Stated exercise: Reproduce only the part of the records that opens with the line containing "In the picture above, where can the man with" and runs through the end of the records, keeping every request line, and shift each point coordinate in the answers by -29.

Task input:
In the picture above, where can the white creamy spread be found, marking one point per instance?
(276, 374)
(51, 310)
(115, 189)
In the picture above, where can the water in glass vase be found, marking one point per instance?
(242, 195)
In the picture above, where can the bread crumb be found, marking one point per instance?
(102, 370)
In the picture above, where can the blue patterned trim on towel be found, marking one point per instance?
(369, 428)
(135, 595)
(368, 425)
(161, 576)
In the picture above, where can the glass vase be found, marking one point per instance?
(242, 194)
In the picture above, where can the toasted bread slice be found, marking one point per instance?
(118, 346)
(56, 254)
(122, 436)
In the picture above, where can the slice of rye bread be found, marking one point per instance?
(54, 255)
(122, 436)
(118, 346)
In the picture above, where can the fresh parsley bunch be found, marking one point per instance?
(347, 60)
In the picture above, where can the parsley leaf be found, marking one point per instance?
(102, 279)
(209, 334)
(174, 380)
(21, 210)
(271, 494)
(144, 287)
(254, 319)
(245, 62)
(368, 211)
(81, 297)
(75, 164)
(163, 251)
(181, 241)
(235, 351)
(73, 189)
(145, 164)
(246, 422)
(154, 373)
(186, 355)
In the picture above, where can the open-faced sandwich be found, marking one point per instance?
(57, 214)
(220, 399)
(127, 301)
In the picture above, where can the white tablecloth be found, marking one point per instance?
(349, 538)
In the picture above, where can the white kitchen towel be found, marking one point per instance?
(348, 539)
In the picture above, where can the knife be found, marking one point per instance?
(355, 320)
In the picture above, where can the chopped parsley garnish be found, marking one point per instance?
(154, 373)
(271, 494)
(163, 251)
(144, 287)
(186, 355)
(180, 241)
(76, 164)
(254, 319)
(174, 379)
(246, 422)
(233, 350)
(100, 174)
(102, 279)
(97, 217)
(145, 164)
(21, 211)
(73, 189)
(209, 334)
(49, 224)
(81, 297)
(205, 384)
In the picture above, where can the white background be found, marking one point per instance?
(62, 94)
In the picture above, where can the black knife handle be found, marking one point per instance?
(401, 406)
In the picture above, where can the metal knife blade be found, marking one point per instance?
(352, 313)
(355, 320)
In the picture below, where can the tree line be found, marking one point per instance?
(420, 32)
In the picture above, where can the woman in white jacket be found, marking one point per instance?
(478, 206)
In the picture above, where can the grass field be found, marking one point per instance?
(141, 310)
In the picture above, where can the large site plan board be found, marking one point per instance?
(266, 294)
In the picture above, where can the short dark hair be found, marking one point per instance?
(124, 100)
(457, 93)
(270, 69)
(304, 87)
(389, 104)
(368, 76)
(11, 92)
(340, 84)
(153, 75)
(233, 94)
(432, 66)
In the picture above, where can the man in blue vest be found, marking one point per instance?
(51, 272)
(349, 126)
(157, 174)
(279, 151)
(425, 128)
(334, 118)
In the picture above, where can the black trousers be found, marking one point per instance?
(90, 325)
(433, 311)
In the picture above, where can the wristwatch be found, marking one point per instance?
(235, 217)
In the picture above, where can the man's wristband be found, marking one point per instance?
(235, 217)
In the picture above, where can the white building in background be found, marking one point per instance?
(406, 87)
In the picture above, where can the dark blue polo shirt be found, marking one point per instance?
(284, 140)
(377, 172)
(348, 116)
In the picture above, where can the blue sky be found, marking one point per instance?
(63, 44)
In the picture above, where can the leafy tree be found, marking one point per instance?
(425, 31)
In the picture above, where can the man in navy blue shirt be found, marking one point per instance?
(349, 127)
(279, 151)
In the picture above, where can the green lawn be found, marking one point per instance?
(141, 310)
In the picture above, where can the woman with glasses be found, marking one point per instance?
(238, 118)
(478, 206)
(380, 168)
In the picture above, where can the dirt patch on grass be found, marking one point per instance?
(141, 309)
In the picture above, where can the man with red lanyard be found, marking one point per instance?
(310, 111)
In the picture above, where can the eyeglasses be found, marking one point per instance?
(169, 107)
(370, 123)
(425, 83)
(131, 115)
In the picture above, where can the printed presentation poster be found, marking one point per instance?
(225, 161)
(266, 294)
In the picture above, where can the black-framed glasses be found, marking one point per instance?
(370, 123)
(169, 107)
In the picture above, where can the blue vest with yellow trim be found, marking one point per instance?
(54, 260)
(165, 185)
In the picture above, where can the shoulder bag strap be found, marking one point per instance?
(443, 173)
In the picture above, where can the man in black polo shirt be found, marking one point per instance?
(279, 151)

Finished exercise:
In the picture above, where can the man with red lanyard be found, marking one point per instance?
(281, 82)
In the picture above, where can the eyeglasses be found, marking one point per instance?
(140, 78)
(341, 94)
(396, 54)
(102, 86)
In the picture above, where can the printed presentation poster be found, marking one point per instance?
(196, 132)
(237, 265)
In the picture above, where can the black-framed glasses be found, marking one point per instance?
(341, 94)
(140, 78)
In the picture above, where can the blue vest with yellow trim be found, marking one point per instance?
(25, 231)
(136, 156)
In the picture above, where can the shoulder bag strap be found, marking one point per instance?
(414, 144)
In the picture above, where can the man in black polo shirt be found, marking one point per instance?
(250, 122)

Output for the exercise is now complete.